### [EXERCISE]
According to the passage on dams and big cats, how many dams are planned near jaguar habitat in Brazil?

══ GIVEN PASSAGE

Today’s world is not particularly kind to wild predators. Even though tigers have a fearsome reputation, over 90% of their original range disappeared over the past century. They are classified by the IUCN as an endangered species. It is only around 3500 of them left in total. Researches discovered that dams construction mainly in Asia has affected more than one-fifth of the world’s remaining tigers. Jaguars have seen population declines of up to 50% in some areas and are currently classified as near threatened. And they are going to face a growing threat as dams on their range are expected to quadruple.

Dams are destroying their natural habitat

Hydroelectric dams became a major reason for fragmentation, degradation, and habitat loss worldwide. Currently, there are 3700 dams under development. And more is underway. Most affected are tropical developing countries with a high level of biodiversity. A tropical biologist at the Southern University of Science and Technology in China, Luke Gibson, and his colleague Ana Filipa Palmeirim identified that 164 dams overlapping distribution of jaguars and another 421 dams intersecting the area of tigers. Of those 282 dams divides areas where tigers are resident. 90.7% of which in India.

An uncertain future for these big cats 

Already, it doesn’t look very well for both species and it can get even worse. The researchers found 10 times more dams are planned within the jaguar range. The majority will be built in the Amazon, the Cerrado forest, and the Andes-Amazon frontier, with 319 dams planned near the jaguar habitat in Brazil. However, there are also strategies of how to reduce the negative impact of the dams. For example, expanding protected areas and carrying out further environmental impact assessments. Researchers say that National legislation needs to be adapted, also incorporate these recommendations and, act on them.

════
══ DATASET EXCERPTS

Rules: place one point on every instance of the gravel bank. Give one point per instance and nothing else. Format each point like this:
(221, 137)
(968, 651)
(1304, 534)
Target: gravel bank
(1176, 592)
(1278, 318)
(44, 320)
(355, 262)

════

### [OUTPUT OF THE EXERCISE]
319 dams.